**Assigned task**
Every record must be transcribed in its entirety, apart from the images, which are to be omitted.

(Point localization data)
· · · · ·

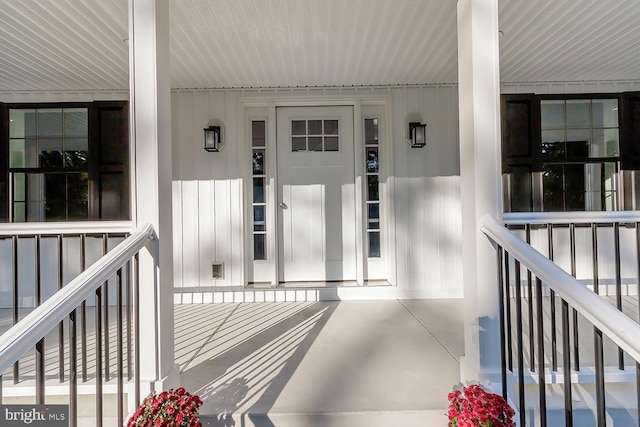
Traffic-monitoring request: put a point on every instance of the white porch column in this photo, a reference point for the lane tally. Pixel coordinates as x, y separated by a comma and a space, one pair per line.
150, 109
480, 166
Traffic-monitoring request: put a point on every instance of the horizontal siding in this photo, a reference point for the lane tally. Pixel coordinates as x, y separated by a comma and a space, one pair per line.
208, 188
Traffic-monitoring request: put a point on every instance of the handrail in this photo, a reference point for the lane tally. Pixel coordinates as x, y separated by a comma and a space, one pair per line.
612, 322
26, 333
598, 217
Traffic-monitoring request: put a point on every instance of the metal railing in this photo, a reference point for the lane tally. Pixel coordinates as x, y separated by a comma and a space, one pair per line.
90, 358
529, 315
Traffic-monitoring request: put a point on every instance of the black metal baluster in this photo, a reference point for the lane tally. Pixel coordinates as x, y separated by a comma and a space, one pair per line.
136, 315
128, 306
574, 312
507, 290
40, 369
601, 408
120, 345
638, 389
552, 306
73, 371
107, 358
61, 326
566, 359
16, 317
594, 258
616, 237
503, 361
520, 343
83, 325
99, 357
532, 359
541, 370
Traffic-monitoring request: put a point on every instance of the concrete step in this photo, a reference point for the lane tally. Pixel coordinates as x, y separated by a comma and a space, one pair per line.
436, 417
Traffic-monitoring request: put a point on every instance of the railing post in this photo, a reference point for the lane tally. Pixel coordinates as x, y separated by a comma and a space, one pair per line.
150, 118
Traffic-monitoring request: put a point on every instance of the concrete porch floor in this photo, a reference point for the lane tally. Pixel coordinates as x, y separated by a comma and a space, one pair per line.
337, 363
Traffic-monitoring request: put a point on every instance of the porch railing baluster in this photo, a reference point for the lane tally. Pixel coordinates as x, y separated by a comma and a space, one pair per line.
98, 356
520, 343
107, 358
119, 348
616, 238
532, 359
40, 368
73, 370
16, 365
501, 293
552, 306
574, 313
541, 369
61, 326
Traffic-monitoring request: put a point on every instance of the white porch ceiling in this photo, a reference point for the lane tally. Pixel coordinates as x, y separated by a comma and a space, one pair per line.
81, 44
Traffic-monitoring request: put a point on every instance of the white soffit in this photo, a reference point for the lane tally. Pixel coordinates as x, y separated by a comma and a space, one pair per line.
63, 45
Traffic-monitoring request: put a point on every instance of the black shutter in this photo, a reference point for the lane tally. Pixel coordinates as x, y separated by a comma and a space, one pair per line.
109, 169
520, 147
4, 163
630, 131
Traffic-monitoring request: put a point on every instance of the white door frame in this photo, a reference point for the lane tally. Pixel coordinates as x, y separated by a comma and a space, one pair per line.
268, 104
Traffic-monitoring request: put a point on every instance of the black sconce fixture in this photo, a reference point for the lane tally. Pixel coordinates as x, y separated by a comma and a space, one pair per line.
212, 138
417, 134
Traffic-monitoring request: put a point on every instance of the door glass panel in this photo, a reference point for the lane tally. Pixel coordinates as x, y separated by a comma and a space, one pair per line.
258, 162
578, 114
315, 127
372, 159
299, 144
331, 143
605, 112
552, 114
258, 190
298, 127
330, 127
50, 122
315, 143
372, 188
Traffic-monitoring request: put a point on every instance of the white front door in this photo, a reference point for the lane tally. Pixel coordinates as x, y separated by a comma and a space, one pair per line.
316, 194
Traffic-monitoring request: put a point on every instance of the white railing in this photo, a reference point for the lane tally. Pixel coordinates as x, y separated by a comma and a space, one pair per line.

· · · · ·

**Solution to this exercise**
Traffic-monitoring request: put a point on every instance of the white porch column in this photo, a reference point for the lane tally. Pixel coordinates as x, y separated by a comma and a space, one pair per line.
150, 109
480, 166
Traffic-monitoring request: put a point on every instance of the horizontal siding in this photo, a reference point for the lane tally. Pixel coordinates as x, y separated by a comma and a space, one pair per line.
208, 188
Traffic-monitoring request: put a point on every instance of the handrail in this photo, a reference point for the lane tally. Pixel coordinates as x, y separated by a comma and a space, one pair per line.
612, 322
26, 333
598, 217
Traffic-monitoring request: put a point on every instance of the metal railing in this photo, a reference point for the lane tally. Pixel coordinates as x, y separated by a comma and a space, one pair per line.
90, 358
529, 315
Traffic-monitoring request: put a point on every instance of the black metal baluster in this photo, a reference point for the lane tally. Pixel coordinates as x, y separated by a comma and a space, one pair per line.
136, 315
128, 306
574, 312
507, 290
40, 369
601, 408
120, 345
638, 389
552, 306
73, 371
107, 358
61, 326
566, 359
16, 317
594, 258
616, 237
503, 361
520, 343
83, 325
99, 357
532, 359
541, 370
Traffic-monitoring request: put a point on every instance of the concrete step in this photo, a reference point for the lane tally. Pixel coordinates as x, y separated by a comma and a space, one pair per line.
436, 417
Traffic-monitoring request: put a point on every instance of the railing post in this photo, a reference point for the lane tally. Pixel coordinates as x, y separated by a comma and a space, one pair per line.
150, 118
Traffic-monitoring request: put a point on every instance of the concrete porch floor in this photo, a reference point for the lane tally. Pixel coordinates as x, y separated by a comma and a space, one pair per line.
337, 363
Traffic-monitoring request: put a point on every instance of the porch railing baluster in this photo, a reference point for the lane tally. Pixel coordinates as x, y separated by a comma and a space, one pair per line.
98, 356
520, 343
107, 358
119, 348
616, 238
532, 359
40, 368
73, 370
16, 365
501, 293
552, 306
574, 313
541, 369
61, 326
Traffic-monitoring request: put a point on every instance of the white porch ceiling in this photo, a reference point for the lane tally. Pixel coordinates as x, y separated by a comma and a space, one pair per line.
81, 44
Traffic-monitoring request: put a point on every instance of the white soffit in this photo, a reference point for the lane tally. Pixel coordinates as x, y separated by a comma and a space, one pair per line.
63, 45
Traffic-monitoring request: put a point on every instance of the black shutter in this photo, a reference point for the lane tally. Pixel coordinates as x, y separated by a comma and a space, one pair per line.
109, 169
520, 147
4, 163
630, 131
Traffic-monitoring request: put a point on every instance of the white door frame in this photo, a reference point for the lane tally. Pixel coordinates as x, y separated by a comma and a space, one pair per line.
268, 104
Traffic-monitoring request: put a point on every instance of the black sconce fixture in this photo, a reference point for the lane tally. Pixel coordinates as x, y separated by a comma and a space, one pair per line.
212, 138
417, 134
Traffic-monitoring request: put a point on every instance of the door glass panel in this photo, a reference point for the lane tally. Pixel coordinates as x, y separated by a comma and a space, one pair per line.
258, 162
578, 114
315, 127
372, 159
299, 144
331, 143
605, 112
552, 114
258, 190
298, 127
330, 127
50, 122
315, 143
372, 188
Traffic-monitoring request: put a point on every instance of the white front door in this photo, a reference point for the lane tally. Pixel coordinates as x, y separated by a comma and a space, one pair per line.
316, 194
Traffic-monitoring request: put a point on every instance of the white railing in this photo, a reference point for the lane tally. Pixel coordinates as x, y separated by a comma and a space, one pair per line.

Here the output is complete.